TO DO | Reproduce the following rows character for character, leaving out the pictures.

TASK MATERIAL |
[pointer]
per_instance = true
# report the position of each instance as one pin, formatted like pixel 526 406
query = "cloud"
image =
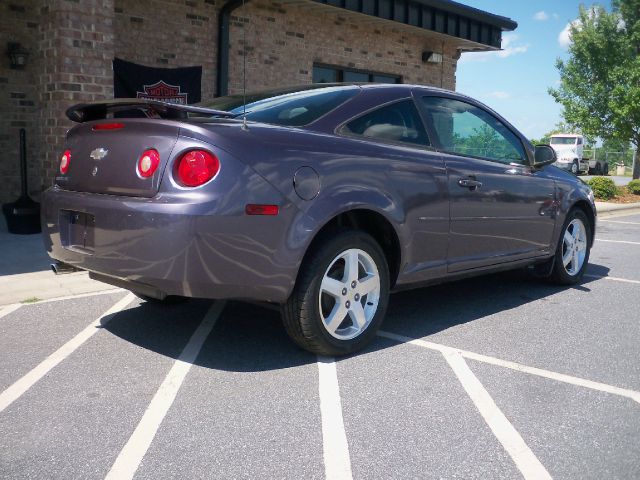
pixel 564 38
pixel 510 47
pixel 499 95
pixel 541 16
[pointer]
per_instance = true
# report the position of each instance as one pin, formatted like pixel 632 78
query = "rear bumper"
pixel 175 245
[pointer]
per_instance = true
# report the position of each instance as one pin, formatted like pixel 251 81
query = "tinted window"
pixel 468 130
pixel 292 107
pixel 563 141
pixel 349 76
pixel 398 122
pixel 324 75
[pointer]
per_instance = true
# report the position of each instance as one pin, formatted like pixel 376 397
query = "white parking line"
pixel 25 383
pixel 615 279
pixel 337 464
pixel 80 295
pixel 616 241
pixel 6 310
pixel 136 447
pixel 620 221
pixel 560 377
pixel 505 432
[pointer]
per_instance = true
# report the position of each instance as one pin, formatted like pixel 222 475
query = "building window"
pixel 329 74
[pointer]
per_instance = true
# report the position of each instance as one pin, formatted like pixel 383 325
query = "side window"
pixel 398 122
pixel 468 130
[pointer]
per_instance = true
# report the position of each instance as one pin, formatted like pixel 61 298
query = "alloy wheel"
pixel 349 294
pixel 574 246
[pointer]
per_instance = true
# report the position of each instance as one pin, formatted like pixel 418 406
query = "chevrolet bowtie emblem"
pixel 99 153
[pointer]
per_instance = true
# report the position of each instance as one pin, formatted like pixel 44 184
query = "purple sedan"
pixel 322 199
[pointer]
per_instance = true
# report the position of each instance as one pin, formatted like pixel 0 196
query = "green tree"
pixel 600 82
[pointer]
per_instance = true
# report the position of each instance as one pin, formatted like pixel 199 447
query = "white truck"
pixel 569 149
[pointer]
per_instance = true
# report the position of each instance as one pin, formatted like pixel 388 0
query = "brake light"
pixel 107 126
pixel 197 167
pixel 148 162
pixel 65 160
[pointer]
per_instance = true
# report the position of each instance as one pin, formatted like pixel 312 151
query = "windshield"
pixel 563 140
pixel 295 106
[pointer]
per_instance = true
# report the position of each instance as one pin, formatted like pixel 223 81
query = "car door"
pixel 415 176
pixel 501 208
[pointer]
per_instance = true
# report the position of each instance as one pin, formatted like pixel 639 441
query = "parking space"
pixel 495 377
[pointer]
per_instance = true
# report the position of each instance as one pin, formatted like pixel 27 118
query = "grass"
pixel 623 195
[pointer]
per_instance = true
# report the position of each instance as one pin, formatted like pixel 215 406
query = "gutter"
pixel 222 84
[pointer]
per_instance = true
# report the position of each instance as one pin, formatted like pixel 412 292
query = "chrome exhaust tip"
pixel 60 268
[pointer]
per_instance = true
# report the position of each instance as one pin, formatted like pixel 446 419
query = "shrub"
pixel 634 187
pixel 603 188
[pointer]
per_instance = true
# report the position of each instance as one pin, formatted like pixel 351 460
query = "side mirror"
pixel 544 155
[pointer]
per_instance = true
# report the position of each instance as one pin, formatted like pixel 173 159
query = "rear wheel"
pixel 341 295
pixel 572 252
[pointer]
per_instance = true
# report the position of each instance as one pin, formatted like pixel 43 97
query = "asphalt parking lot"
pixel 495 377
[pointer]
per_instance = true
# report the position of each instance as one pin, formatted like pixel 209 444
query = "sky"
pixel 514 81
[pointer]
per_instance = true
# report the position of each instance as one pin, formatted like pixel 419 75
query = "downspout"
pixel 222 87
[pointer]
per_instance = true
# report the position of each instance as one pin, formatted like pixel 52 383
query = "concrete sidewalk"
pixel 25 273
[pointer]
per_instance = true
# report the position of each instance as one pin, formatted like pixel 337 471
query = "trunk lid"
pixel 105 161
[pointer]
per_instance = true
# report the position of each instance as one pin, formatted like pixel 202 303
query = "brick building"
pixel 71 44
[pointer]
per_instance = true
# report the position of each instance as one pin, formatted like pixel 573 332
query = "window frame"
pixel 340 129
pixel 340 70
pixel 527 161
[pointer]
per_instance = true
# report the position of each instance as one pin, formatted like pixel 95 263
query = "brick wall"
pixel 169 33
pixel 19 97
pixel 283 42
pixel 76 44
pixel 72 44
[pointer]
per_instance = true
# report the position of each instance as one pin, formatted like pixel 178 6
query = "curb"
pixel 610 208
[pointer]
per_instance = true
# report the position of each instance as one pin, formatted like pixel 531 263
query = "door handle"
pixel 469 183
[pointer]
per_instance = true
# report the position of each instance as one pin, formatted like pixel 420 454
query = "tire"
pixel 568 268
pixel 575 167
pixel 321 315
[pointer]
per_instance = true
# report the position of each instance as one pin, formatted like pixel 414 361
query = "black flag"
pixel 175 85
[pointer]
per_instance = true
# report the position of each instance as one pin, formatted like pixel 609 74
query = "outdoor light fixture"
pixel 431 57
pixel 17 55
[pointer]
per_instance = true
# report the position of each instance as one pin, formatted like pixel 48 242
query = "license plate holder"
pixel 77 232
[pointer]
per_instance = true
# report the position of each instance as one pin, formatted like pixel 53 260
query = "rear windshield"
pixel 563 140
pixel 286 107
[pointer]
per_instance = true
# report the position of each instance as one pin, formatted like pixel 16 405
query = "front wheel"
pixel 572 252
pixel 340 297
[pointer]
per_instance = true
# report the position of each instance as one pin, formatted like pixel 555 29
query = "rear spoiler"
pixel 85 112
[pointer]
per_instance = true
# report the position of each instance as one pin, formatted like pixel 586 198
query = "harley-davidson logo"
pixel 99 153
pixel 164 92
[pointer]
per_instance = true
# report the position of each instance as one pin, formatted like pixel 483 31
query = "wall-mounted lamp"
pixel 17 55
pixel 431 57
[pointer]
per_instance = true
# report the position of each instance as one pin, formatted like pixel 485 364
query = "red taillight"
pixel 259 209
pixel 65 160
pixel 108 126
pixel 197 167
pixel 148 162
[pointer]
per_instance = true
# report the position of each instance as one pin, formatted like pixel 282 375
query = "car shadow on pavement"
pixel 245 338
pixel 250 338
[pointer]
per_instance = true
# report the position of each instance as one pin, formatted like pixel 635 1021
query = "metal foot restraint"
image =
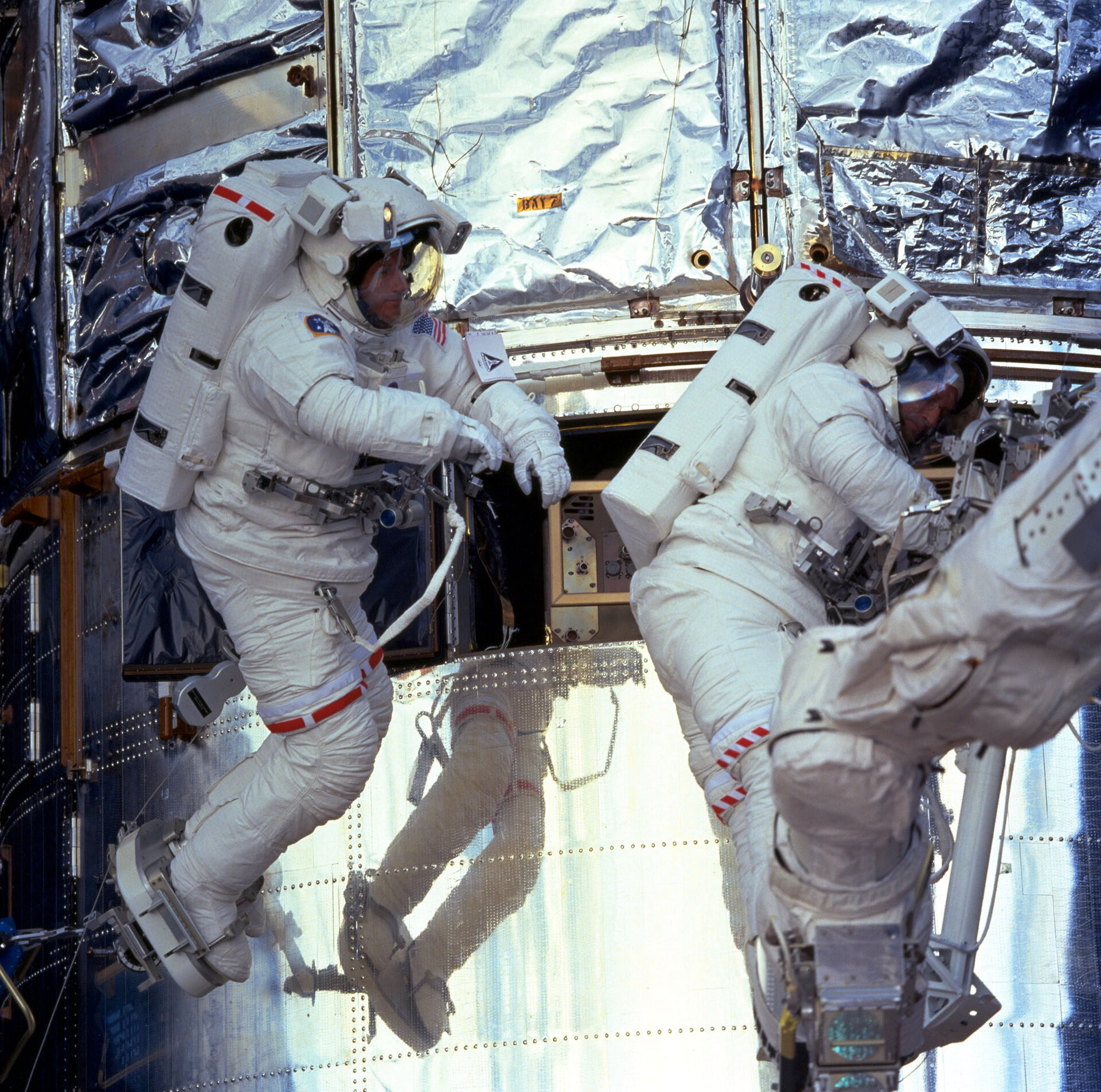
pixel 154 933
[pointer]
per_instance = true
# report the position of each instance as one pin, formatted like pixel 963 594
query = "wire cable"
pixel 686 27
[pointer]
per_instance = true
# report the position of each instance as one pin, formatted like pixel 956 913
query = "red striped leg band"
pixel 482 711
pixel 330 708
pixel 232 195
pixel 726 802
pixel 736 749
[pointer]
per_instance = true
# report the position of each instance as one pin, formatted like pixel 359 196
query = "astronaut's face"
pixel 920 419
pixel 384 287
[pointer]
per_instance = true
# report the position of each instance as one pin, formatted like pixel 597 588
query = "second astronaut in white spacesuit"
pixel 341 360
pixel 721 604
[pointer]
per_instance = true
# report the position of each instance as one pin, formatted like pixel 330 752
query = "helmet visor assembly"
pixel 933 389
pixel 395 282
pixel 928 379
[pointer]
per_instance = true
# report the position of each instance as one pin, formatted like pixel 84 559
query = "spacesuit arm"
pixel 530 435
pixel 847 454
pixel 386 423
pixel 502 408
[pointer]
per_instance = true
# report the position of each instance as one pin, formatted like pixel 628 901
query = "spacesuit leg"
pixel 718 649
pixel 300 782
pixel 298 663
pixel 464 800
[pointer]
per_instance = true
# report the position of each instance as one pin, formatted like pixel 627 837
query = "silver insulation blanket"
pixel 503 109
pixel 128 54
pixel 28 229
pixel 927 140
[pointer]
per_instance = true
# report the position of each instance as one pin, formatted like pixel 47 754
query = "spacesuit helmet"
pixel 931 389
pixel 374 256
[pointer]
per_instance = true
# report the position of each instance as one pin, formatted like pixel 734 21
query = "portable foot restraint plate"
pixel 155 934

WRITTEN ANSWER |
[pointer]
per_instance = true
# report the position of each instance as one pin, formatted like pixel 526 406
query = "cloud"
image =
pixel 564 38
pixel 510 47
pixel 499 95
pixel 541 16
[pointer]
per_instance = true
# report the position of each instance as one pin, formatted like pixel 632 78
query = "rear bumper"
pixel 175 245
[pointer]
per_instance = true
# report the position of each instance as one pin, formatted like pixel 251 81
query = "tinted window"
pixel 468 130
pixel 292 107
pixel 563 141
pixel 349 76
pixel 398 122
pixel 324 75
[pointer]
per_instance = true
# report the position of each instance as one pin, formatted like pixel 376 397
query = "white parking line"
pixel 25 383
pixel 615 279
pixel 337 464
pixel 80 295
pixel 616 241
pixel 6 310
pixel 136 447
pixel 620 221
pixel 560 377
pixel 505 432
[pointer]
per_instance = true
# report the position of each instance as one pin, formatted like pixel 222 475
query = "building window"
pixel 329 74
[pointer]
per_instance = true
# report the position of each instance as one pin, formatted like pixel 383 325
query = "side window"
pixel 398 122
pixel 468 130
[pointer]
per_instance = true
# report the position of each instance as one pin, formatted like pixel 61 298
query = "alloy wheel"
pixel 349 294
pixel 574 246
[pointer]
per_instance = true
# report the position of each instance as one pin, formatted like pixel 418 406
query = "chevrolet bowtie emblem"
pixel 99 153
[pointer]
per_instance = true
# report the position of each instance as one pin, formatted like pixel 44 184
query = "purple sedan"
pixel 322 199
[pointer]
per_instance = true
# report the position of each instance as one pin, formatted like pixel 0 196
query = "green tree"
pixel 600 82
[pointer]
per_instance = true
# report the position of each instance as one pin, formatted like pixel 199 447
query = "white truck"
pixel 569 149
[pointer]
per_instance = true
# report the position of each instance as one pin, formatted like pixel 388 0
query = "brake light"
pixel 107 126
pixel 197 167
pixel 148 162
pixel 65 160
[pointer]
per_instance = true
# report the position of each instance as one pin, formatted like pixel 312 151
query = "windshield"
pixel 563 140
pixel 295 106
[pointer]
per_instance = true
# report the position of each instance as one pin, formatted like pixel 223 81
query = "car door"
pixel 415 176
pixel 501 208
[pointer]
per_instance = true
# report the position of each instance as one pin, formatted like pixel 639 441
query = "parking space"
pixel 495 377
[pointer]
per_instance = true
# report the position of each instance as one pin, formatted like pixel 27 118
query = "grass"
pixel 623 195
[pointer]
per_instance = true
# report the position of each instance as one pin, formatted like pixel 215 406
query = "gutter"
pixel 222 84
[pointer]
per_instance = true
# report the position of each instance as one pin, formatted like pixel 412 292
query = "chrome exhaust tip"
pixel 60 268
[pointer]
per_instance = true
# report the position of each instance as one pin, formatted like pixel 446 419
query = "shrub"
pixel 634 187
pixel 603 188
[pointer]
per_instance = true
# report the position of each instance as one pin, formatted like pixel 351 460
query = "side mirror"
pixel 544 155
[pointer]
per_instance = true
# report the position of each instance as one pin, formatted like pixel 173 159
query = "rear wheel"
pixel 341 295
pixel 572 252
[pointer]
per_instance = true
# report the position of each instance as one pin, formatted like pixel 43 97
query = "asphalt parking lot"
pixel 495 377
[pointer]
per_instance = true
# report the position of each instance as one pin, formatted like pixel 209 444
query = "sky"
pixel 514 81
[pointer]
per_instance = true
# report the position of each instance as one pin, formatted like pixel 419 75
query = "downspout"
pixel 222 87
[pointer]
per_instance = true
# report the position of each instance as one pin, formatted like pixel 52 383
query = "concrete sidewalk"
pixel 25 273
[pointer]
per_instance = true
# report the position of each instance as one pin, formatted like pixel 337 471
query = "trunk lid"
pixel 105 161
[pointer]
per_instance = true
# report the position of each instance as one pin, formatted like pixel 202 303
query = "brick building"
pixel 71 44
[pointer]
per_instance = true
# report the position of each instance as one pin, formatted like pixel 573 332
query = "window frame"
pixel 340 129
pixel 340 70
pixel 527 161
[pointer]
per_instance = true
# report the position of each instance as one pin, formatted like pixel 95 263
query = "brick wall"
pixel 169 33
pixel 19 97
pixel 283 42
pixel 76 44
pixel 72 44
[pointer]
per_instance = true
# report the position of each instance as one pin, formatted like pixel 178 6
query = "curb"
pixel 610 208
[pointer]
per_instance = true
# report the position of each instance as one pin, formatted like pixel 531 263
query = "door handle"
pixel 469 183
[pointer]
per_instance = true
# report the position of each instance as one pin, formatted like pixel 420 454
query = "tire"
pixel 568 268
pixel 575 167
pixel 321 315
[pointer]
per_instance = true
# report the position of each instance as one pin, formatted like pixel 414 361
query = "black flag"
pixel 175 85
[pointer]
per_instance = true
# report the position of each instance as one pin, formatted like pixel 609 74
query = "outdoor light fixture"
pixel 431 57
pixel 17 55
[pointer]
per_instance = true
# report the position of each instance as one pin, formatted like pixel 48 242
query = "license plate holder"
pixel 77 232
[pointer]
per_instance = true
# report the position of each instance as one pin, formatted like pixel 53 260
query = "rear windshield"
pixel 563 140
pixel 286 107
[pointer]
per_instance = true
# report the position of each instance as one pin, formatted like pixel 16 405
query = "front wheel"
pixel 572 252
pixel 340 297
[pointer]
per_instance = true
# report the position of each instance as one pin, formatted like pixel 555 29
query = "rear spoiler"
pixel 85 112
[pointer]
per_instance = true
# report the position of each instance as one pin, formatted like pixel 586 198
query = "harley-davidson logo"
pixel 99 153
pixel 164 92
[pointer]
per_instance = true
# report the position of each instance as one pin, formatted like pixel 483 31
query = "wall-mounted lamp"
pixel 17 55
pixel 431 57
[pointer]
per_instance = true
# report the position of each instance as one pin, formatted like pixel 485 364
query = "red taillight"
pixel 259 209
pixel 65 160
pixel 108 126
pixel 197 167
pixel 148 162
[pointer]
per_instance = true
# report the position of each instance as one pin, formatted like pixel 282 375
query = "car shadow on pavement"
pixel 245 338
pixel 250 338
[pointer]
per_instance = true
# report the position of each instance as one pin, formatted like pixel 635 1021
query = "metal foot restraint"
image =
pixel 154 933
[pointer]
per_instance = true
# report the position of each instance as one pin, formatted like pixel 963 594
query = "wire cable"
pixel 686 27
[pointer]
per_instance = true
# report the position of each instance as one pin, formatted like pixel 956 913
query = "red striped leg band"
pixel 482 711
pixel 330 708
pixel 232 195
pixel 726 802
pixel 736 749
[pointer]
per_instance = true
# report the position of each instance as one pin, formatted like pixel 359 196
query = "astronaut's face"
pixel 920 419
pixel 384 287
[pointer]
per_instance = true
# report the position of each instance as one pin, formatted like pixel 597 588
query = "second astronaut in white spacesuit"
pixel 341 360
pixel 721 604
[pointer]
per_instance = true
# report the position of each instance as one pin, formatted like pixel 330 752
query = "helmet visor assembly"
pixel 933 389
pixel 395 282
pixel 928 379
[pointer]
per_instance = true
# report the position of each instance as one pin, formatted like pixel 84 559
query = "spacesuit arm"
pixel 530 435
pixel 847 454
pixel 386 423
pixel 502 408
[pointer]
per_instance = true
# report the position of each instance as one pin, formatted like pixel 628 901
query = "spacesuit leg"
pixel 718 649
pixel 300 782
pixel 298 663
pixel 464 800
[pointer]
per_instance = true
# report the position of each instance as one pin, formatted like pixel 627 837
query = "silver insulation blanket"
pixel 503 109
pixel 128 54
pixel 28 229
pixel 927 140
[pointer]
per_instance = true
# report the position of each instance as one pin, formatted like pixel 47 754
query = "spacesuit helmet"
pixel 931 389
pixel 374 256
[pointer]
per_instance = true
# report the position of each instance as one pin, formatted like pixel 734 21
query = "portable foot restraint plate"
pixel 155 934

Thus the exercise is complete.